_READING TEXT_
* * * * * * *
Skip to main content

PyTorch training accelerator: AMP, torch.compile, fused kernels, EMA, SWA, schedulers, memory tools, DDP — all in one drop-in wrapper.

Project description

qlqoqrqa ⚡

A serious PyTorch training accelerator. Drop in one wrapper, eliminate common bottlenecks.


Install

pip install qlqoqrqa

Requirements: Python ≥ 3.9, PyTorch ≥ 2.0


Quickstart

import torch
import torch.nn as nn
import torch.nn.functional as F
from torch.utils.data import DataLoader, TensorDataset
from qlqoqrqa import Accelerator, AcceleratorConfig

model     = nn.TransformerEncoder(...)
optimizer = torch.optim.AdamW(model.parameters(), lr=3e-4)
loader    = DataLoader(TensorDataset(X, y), batch_size=256, shuffle=True)
* * * * * * *
_TO DO_
Output, word for word, everything from "Requirements: Python ≥" down to "optimizer = torch.optim.AdamW(model.parameters(), lr=3e-4)" in the package description above.
* * * * * * *
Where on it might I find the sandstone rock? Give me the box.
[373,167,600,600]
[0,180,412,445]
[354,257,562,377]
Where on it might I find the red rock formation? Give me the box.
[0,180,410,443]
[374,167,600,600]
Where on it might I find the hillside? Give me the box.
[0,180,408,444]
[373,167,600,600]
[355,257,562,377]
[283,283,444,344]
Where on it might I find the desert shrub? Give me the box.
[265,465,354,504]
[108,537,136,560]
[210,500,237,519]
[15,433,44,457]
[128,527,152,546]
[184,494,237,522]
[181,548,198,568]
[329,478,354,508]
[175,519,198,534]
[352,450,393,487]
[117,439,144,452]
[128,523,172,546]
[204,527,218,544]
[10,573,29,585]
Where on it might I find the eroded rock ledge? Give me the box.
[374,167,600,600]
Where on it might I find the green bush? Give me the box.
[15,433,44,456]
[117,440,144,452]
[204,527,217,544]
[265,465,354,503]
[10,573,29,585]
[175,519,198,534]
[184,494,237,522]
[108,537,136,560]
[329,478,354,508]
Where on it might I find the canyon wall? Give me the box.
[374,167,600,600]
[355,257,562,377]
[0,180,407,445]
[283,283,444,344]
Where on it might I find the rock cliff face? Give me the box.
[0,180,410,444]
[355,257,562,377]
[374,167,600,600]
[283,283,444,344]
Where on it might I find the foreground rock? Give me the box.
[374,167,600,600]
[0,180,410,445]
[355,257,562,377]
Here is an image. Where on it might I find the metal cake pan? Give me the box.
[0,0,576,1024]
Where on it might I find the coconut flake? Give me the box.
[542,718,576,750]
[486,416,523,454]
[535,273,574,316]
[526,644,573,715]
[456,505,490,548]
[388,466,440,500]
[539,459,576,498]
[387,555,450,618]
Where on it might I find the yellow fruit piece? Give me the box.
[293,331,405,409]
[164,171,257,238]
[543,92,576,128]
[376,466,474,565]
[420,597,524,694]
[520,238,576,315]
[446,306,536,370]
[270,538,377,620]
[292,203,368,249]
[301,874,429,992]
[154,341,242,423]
* * * * * * *
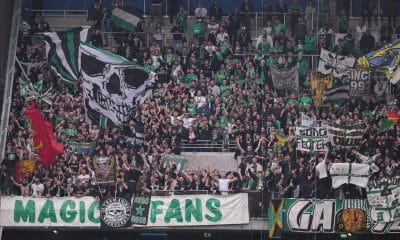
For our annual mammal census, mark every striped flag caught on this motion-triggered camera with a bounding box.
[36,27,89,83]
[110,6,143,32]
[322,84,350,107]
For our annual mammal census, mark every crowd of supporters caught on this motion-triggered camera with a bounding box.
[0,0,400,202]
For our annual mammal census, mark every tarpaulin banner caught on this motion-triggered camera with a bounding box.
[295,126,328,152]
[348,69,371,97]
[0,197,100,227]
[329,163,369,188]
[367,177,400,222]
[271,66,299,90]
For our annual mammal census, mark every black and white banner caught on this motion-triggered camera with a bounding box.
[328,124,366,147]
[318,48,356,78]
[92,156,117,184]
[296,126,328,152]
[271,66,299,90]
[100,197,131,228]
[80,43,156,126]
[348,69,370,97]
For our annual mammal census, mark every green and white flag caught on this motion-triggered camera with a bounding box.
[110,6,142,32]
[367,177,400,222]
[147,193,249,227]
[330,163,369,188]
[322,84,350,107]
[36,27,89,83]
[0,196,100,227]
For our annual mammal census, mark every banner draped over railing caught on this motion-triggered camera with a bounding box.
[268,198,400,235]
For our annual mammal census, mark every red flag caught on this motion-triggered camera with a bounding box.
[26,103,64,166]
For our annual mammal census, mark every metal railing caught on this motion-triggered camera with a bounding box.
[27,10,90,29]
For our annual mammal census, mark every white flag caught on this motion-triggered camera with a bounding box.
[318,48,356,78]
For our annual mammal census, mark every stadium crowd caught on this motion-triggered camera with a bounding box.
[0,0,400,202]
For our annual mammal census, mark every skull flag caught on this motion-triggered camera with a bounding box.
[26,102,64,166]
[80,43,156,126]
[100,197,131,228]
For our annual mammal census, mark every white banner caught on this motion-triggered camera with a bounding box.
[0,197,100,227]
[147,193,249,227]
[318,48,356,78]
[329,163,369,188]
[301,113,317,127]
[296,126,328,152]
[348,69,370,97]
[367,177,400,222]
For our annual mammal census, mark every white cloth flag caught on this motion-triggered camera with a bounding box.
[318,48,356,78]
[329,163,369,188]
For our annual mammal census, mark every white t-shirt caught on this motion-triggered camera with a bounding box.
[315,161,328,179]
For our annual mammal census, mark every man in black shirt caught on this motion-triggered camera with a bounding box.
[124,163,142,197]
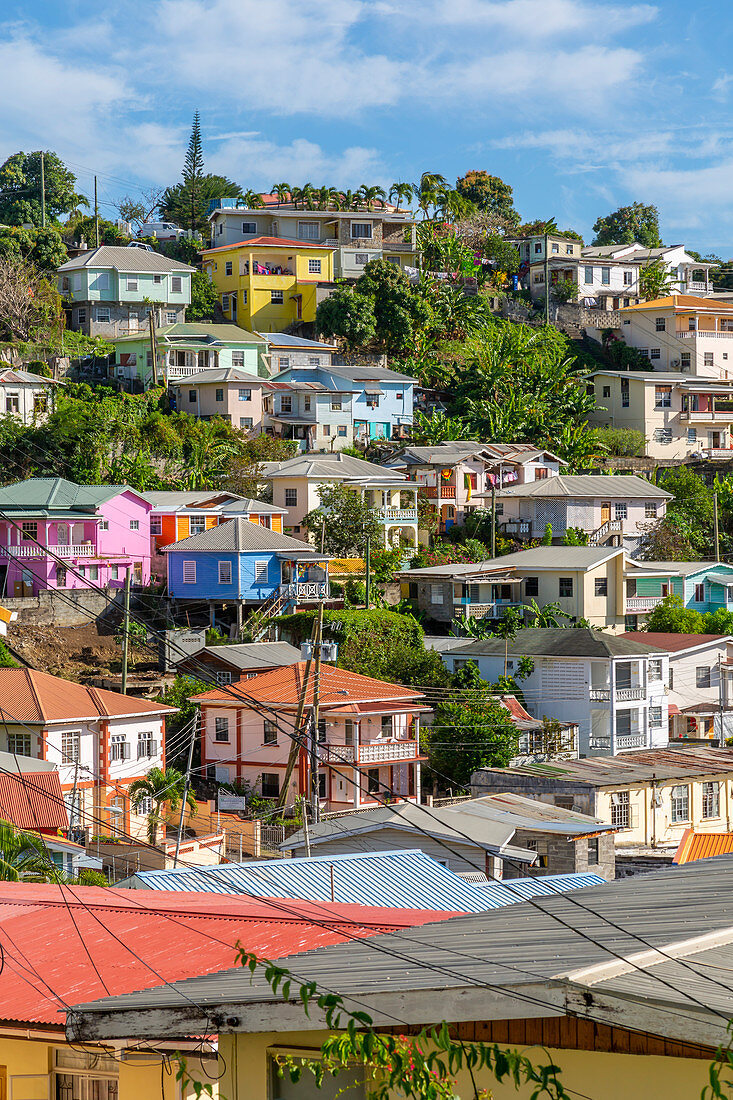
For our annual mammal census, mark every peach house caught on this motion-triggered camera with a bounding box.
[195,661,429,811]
* * * * * * *
_RESULT OF THIS EXERCISE_
Requirements: Python ≥ 3.9, PyTorch ≥ 2.0


Quickstart

import torch
import torch.nn as nn
import torch.nn.functional as F
from torch.utils.data import DataLoader, TensorDataset
from qlqoqrqa import Accelerator, AcceleratorConfig

model     = nn.TransformerEncoder(...)
optimizer = torch.optim.AdamW(model.parameters(), lr=3e-4)